SELECTED PASSAGE:
□ □ □ □
Early on the morning of the 7th September, 1631, the hostile armies came
in sight of each other. Tilly, who, since he had neglected the
opportunity of overpowering the Saxons before their union with the
Swedes, was disposed to await the arrival of the reinforcements, had
taken up a strong and advantageous position not far from Leipzig, where
he expected he should be able to avoid the battle. But the impetuosity
of Pappenheim obliged him, as soon as the enemy were in motion, to alter
his plans, and to move to the left, in the direction of the hills which
run from the village of Wahren towards Lindenthal. At the foot of these
heights, his army was drawn up in a single line, and his artillery
placed upon the heights behind, from which it could sweep the whole
extensive plain of Breitenfeld. The Swedish and Saxon army advanced in
two columns, having to pass the Lober near Podelwitz, in Tilly's front.
To defend the passage of this rivulet, Pappenheim advanced at the head
of 2000 cuirassiers, though after great reluctance on the part of Tilly,
and with express orders not to commence a battle. But, in disobedience
to this command, Pappenheim attacked the vanguard of the Swedes, and
after a brief struggle was driven to retreat. To check the progress of
the enemy, he set fire to Podelwitz, which, however, did not prevent the
two columns from advancing and forming in order of battle.
□ □ □ □
SUPPLIED RECORDS:
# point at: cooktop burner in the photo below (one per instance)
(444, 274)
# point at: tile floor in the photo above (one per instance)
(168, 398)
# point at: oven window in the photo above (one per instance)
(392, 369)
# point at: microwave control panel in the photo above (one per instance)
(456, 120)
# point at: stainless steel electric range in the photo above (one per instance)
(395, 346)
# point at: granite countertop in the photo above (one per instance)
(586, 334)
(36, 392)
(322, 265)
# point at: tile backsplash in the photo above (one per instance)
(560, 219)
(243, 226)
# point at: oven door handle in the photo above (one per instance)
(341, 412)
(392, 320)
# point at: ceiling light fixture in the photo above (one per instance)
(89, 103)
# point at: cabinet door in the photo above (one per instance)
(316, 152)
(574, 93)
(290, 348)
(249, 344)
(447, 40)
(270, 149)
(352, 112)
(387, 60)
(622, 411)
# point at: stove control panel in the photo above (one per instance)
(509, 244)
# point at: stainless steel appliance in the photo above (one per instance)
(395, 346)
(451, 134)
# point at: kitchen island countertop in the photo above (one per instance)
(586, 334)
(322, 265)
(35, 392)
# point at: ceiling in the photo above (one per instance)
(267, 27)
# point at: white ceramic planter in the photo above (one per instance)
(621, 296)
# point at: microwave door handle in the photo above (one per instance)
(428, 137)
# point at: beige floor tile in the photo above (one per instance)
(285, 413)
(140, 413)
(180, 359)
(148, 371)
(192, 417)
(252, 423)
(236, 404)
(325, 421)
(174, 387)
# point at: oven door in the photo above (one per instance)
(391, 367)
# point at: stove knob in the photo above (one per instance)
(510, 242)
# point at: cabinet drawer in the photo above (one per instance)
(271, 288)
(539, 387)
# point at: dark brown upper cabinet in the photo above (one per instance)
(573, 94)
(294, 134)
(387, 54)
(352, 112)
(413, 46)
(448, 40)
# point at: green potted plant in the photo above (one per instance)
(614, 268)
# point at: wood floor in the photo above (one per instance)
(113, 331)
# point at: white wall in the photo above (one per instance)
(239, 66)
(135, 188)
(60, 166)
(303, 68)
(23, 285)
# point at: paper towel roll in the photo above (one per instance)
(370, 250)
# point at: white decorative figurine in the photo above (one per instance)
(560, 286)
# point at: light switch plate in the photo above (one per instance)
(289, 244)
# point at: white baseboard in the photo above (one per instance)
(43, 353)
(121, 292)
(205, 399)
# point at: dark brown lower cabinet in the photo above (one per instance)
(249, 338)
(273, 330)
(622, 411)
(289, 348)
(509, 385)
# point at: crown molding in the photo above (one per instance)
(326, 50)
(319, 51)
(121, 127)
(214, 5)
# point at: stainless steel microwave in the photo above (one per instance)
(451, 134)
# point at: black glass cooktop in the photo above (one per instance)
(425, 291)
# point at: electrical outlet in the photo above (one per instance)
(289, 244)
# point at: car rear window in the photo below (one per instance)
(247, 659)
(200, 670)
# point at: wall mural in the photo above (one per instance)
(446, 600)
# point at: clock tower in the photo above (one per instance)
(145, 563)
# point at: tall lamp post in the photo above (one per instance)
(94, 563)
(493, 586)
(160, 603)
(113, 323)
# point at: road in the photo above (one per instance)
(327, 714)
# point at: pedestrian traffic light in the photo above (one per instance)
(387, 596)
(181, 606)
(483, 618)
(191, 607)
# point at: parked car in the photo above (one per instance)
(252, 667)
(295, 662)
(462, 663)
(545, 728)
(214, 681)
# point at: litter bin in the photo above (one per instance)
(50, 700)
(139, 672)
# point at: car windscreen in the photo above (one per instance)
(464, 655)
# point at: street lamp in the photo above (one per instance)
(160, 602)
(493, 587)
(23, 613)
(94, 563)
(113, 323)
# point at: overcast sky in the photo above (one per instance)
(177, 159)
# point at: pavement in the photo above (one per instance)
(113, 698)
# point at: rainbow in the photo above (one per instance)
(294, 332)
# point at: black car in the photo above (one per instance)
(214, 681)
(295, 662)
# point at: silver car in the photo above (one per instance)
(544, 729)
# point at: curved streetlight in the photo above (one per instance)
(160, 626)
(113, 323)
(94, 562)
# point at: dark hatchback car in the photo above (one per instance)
□ □ □ □
THE TASKS:
1) Reproduce the section of the Breitenfeld passage that opens with the words containing "Early on the" and closes with "in Tilly's front.".
2) For each statement below, decide whether the Breitenfeld passage supports it. Answer yes or no and quote the deciding words. (a) Tilly's artillery was placed on the heights behind his army. (b) Pappenheim advanced at the head of 5000 cuirassiers. (c) The fire Pappenheim set at Podelwitz stopped the two columns from advancing.
3) According to the Breitenfeld passage, when did the hostile armies come in sight of each other?

TASK SOLUTIONS:
1)
Early on the morning of the 7th September, 1631, the hostile armies came
in sight of each other. Tilly, who, since he had neglected the
opportunity of overpowering the Saxons before their union with the
Swedes, was disposed to await the arrival of the reinforcements, had
taken up a strong and advantageous position not far from Leipzig, where
he expected he should be able to avoid the battle. But the impetuosity
of Pappenheim obliged him, as soon as the enemy were in motion, to alter
his plans, and to move to the left, in the direction of the hills which
run from the village of Wahren towards Lindenthal. At the foot of these
heights, his army was drawn up in a single line, and his artillery
placed upon the heights behind, from which it could sweep the whole
extensive plain of Breitenfeld. The Swedish and Saxon army advanced in
two columns, having to pass the Lober near Podelwitz, in Tilly's front.

2)
(a) Yes: "his artillery placed upon the heights behind"
(b) No: "Pappenheim advanced at the head of 2000 cuirassiers"
(c) No: "which, however, did not prevent the two columns from advancing and forming in order of battle"

3) Early on the morning of the 7th September, 1631.